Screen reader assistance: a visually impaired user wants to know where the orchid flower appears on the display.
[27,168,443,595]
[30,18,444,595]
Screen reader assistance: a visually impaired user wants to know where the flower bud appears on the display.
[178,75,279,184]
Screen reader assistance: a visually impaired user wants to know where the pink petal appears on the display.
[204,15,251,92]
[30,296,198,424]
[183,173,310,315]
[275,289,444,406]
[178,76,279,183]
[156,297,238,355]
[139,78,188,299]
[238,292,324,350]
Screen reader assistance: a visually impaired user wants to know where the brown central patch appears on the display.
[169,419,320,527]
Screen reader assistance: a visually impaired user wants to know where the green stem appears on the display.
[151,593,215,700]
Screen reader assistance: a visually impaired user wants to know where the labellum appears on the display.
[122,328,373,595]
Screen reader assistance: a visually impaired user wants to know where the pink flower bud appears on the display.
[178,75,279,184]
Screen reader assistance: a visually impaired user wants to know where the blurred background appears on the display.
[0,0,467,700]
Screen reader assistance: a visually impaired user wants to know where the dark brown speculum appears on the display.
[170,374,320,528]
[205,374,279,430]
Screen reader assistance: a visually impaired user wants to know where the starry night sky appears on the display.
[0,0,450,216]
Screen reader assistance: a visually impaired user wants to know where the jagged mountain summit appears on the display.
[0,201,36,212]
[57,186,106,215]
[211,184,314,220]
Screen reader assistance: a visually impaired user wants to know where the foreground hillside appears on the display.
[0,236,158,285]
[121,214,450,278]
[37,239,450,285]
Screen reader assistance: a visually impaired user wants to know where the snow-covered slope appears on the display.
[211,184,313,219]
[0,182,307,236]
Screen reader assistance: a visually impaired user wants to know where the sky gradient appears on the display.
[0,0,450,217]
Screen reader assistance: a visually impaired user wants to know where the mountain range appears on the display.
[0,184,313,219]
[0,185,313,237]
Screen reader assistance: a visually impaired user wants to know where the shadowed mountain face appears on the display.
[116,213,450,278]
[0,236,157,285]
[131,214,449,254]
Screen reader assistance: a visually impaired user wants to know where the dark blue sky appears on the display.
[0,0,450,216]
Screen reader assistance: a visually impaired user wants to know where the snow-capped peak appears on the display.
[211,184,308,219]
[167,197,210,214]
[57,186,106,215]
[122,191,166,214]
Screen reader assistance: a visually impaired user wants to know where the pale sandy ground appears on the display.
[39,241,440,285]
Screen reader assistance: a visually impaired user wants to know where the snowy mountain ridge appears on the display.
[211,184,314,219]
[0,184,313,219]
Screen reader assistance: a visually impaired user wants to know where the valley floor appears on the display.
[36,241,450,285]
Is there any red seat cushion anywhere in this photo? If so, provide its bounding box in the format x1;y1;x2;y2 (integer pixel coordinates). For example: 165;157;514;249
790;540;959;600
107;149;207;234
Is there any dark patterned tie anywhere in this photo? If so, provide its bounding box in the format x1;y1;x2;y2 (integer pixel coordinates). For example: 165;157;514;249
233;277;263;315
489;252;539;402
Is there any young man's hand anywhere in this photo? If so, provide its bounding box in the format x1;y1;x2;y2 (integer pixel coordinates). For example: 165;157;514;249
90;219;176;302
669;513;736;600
+ + + + + + +
Written problem
Transcribe everything from the line containing "slope appears on the display." down to the line containing "[0,185,313,237]", both of those lines included.

Answer to this problem
Screen reader assistance: a visually impaired user wants to know where the snow-covered slope appears on the display.
[211,184,313,219]
[0,182,307,236]
Screen reader assistance: a visually impaired user wants to know where the sky gradient appears on the display.
[0,0,450,217]
Screen reader assistance: a visually impaired user wants to know where the mountain range appears on the display.
[0,184,313,219]
[0,185,313,237]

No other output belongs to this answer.